# Dataset items
┌──
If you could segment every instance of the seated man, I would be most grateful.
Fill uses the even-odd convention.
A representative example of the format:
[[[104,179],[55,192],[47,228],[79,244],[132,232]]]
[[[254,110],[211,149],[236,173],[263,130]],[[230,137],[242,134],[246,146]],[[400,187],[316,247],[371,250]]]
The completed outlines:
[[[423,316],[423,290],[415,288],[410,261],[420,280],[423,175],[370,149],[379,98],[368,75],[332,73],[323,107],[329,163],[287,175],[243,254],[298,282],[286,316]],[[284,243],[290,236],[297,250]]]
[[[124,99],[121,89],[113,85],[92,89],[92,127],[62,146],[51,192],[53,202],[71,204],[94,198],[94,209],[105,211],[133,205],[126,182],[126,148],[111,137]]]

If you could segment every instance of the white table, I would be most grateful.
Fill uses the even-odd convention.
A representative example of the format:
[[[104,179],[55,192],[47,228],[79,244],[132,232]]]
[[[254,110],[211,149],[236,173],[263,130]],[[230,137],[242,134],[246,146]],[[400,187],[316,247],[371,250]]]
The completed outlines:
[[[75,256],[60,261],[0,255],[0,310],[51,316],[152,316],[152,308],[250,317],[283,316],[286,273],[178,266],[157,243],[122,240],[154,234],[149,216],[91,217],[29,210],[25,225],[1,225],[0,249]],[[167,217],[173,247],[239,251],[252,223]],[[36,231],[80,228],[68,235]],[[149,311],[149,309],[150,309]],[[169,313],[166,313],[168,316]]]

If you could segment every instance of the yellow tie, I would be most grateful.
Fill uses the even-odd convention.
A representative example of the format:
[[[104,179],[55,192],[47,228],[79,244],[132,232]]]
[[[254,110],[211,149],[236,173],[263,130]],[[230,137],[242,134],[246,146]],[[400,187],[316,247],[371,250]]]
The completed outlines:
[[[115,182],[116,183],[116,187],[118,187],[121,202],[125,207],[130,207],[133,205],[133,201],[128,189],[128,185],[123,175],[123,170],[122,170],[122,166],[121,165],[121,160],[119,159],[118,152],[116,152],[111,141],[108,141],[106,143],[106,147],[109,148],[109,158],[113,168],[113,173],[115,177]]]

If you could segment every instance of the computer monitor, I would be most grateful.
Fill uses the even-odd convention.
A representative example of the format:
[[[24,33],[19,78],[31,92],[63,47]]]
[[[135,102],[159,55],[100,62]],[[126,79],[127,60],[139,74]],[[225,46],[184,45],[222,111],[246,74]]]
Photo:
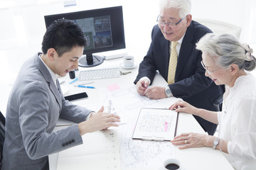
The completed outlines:
[[[125,48],[124,21],[122,6],[98,8],[73,13],[45,16],[46,28],[54,21],[66,18],[76,22],[87,40],[80,67],[100,64],[104,58],[95,53]]]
└──
# Exercise directions
Copy out every line of the data above word for word, leaving out the pictures.

# Solution to this exercise
If you could segment every instance of the seated man, I would be most grateful.
Fill uses the even-odd convention.
A representative example of the format:
[[[104,179],[55,192],[47,228],[79,244],[132,232]]]
[[[254,110],[211,149],[236,173],[263,130]],[[230,137],[242,134],[246,146]],[[400,187],[316,247],[371,250]]]
The completed outlines:
[[[423,316],[423,290],[415,288],[410,261],[420,280],[423,175],[370,149],[379,98],[368,75],[332,73],[323,107],[329,163],[287,175],[243,254],[298,282],[286,316]],[[284,243],[290,236],[297,250]]]
[[[124,99],[121,89],[113,85],[92,89],[92,127],[62,146],[51,192],[53,202],[71,204],[94,198],[94,209],[105,211],[133,205],[126,182],[126,148],[111,137]]]

If you could segment every instance of the white table, I would be most grateful.
Fill uses the even-odd convention.
A representative example of the format:
[[[104,179],[55,192],[47,228],[79,244],[132,232]]]
[[[254,110],[211,149],[236,173],[263,130]],[[230,137],[242,134],[246,146]],[[400,187],[316,247],[371,250]]]
The completed outlines:
[[[75,256],[60,261],[0,255],[0,310],[51,316],[152,316],[152,308],[250,317],[283,316],[286,273],[178,266],[157,243],[122,240],[154,234],[149,216],[91,217],[29,210],[25,225],[1,225],[0,249]],[[167,217],[173,247],[239,251],[252,223]],[[36,231],[80,228],[68,235]],[[149,311],[149,309],[150,309]],[[169,313],[166,313],[168,316]]]

If you could segment every instance of the yellow tie, I would be most grateful.
Fill uses the even-odd convention.
A representative example of the format:
[[[104,179],[55,192],[47,228],[79,244],[132,232]]]
[[[254,110],[211,149],[236,173],[263,130]],[[230,137],[242,134],[246,146]],[[400,187],[316,247],[371,250]]]
The completed outlines:
[[[115,182],[116,183],[116,187],[118,187],[121,202],[125,207],[130,207],[133,205],[133,201],[128,189],[128,185],[123,175],[123,170],[122,170],[122,166],[121,165],[121,160],[119,159],[118,152],[116,152],[111,141],[108,141],[106,143],[106,147],[109,148],[109,158],[113,168],[113,173],[115,177]]]

If you could segment every instance of the computer monitor, I would be most grateful.
Fill uses the even-odd convention.
A representative example of the format:
[[[24,33],[19,78],[31,92],[63,47]]]
[[[135,102],[159,55],[100,62]],[[126,79],[127,60],[139,74]],[[225,46],[184,45],[222,111],[246,74]]]
Photo:
The completed outlines:
[[[125,48],[124,21],[122,6],[98,8],[73,13],[45,16],[46,28],[54,21],[66,18],[76,22],[87,40],[80,67],[100,64],[104,58],[95,53]]]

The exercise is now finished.